● DIRECTIVE:
Turn every line of the items below into a Markdown table with two columns, Row and Text, numbering the rows and skipping blank lines. Leave the pictures out of the table.

● EXERCISE INPUTS:

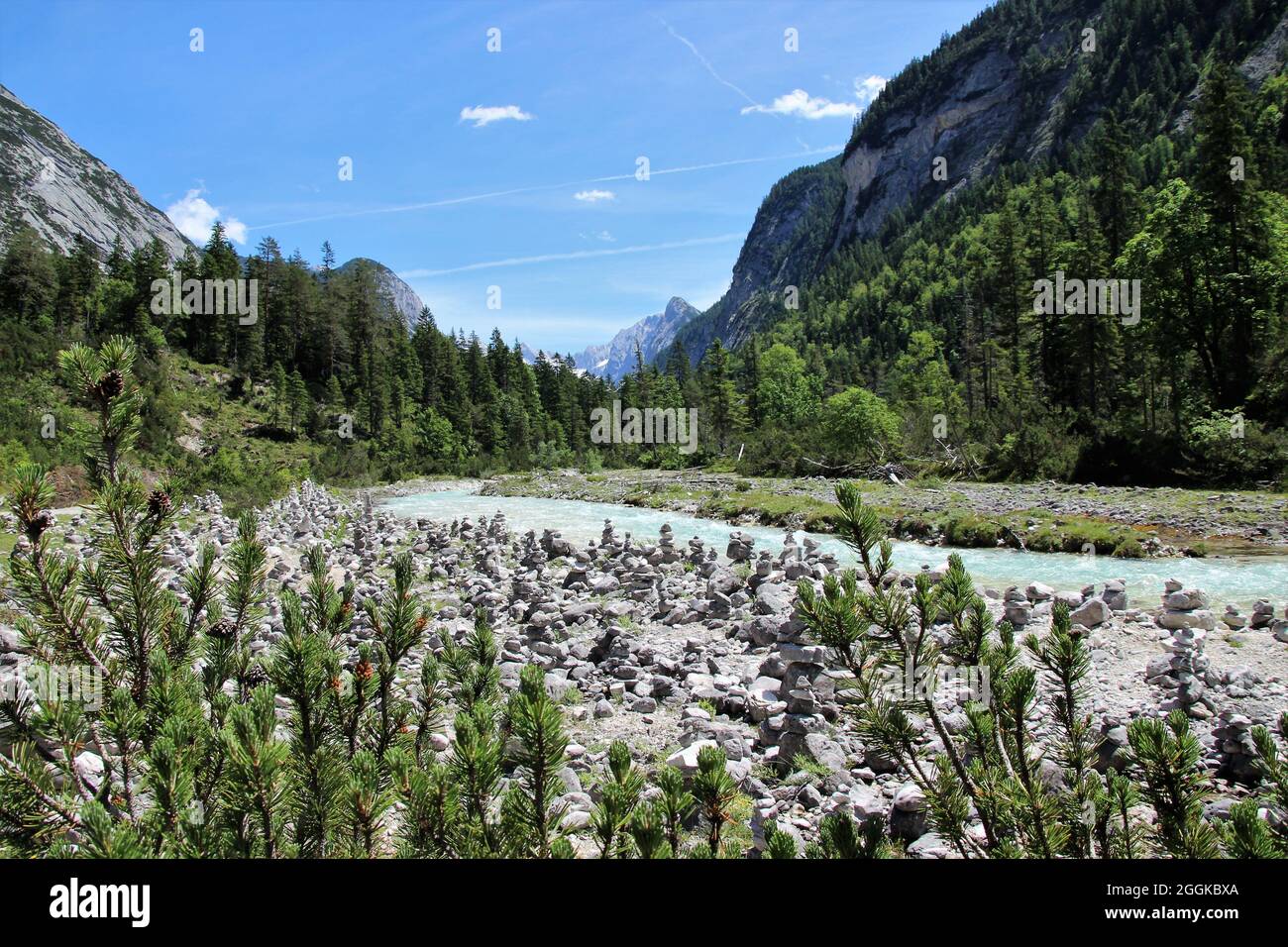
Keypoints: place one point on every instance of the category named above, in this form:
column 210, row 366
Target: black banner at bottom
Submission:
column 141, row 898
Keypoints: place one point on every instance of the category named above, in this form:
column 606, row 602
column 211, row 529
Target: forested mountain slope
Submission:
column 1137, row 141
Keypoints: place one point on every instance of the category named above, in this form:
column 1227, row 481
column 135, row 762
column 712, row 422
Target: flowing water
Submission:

● EXERCISE ANSWER:
| Row | Text |
|---|---|
| 1 | Keypoints: place one point on every instance of the category named above, in this form: |
| 2 | column 210, row 366 |
| 3 | Target: black banner at bottom |
| 4 | Submission: |
| 5 | column 141, row 898 |
| 6 | Keypoints: place one point on every instance of the category named above, in this form: |
| 7 | column 606, row 602 |
| 8 | column 211, row 529 |
| 9 | Target: forested mountain slope |
| 10 | Submission: |
| 11 | column 1137, row 141 |
| 12 | Keypoints: place one point on every instance of the category named above, in this form: |
| 13 | column 1227, row 481 |
| 14 | column 135, row 762 |
| 15 | column 712, row 422 |
| 16 | Target: flowing water |
| 17 | Submission: |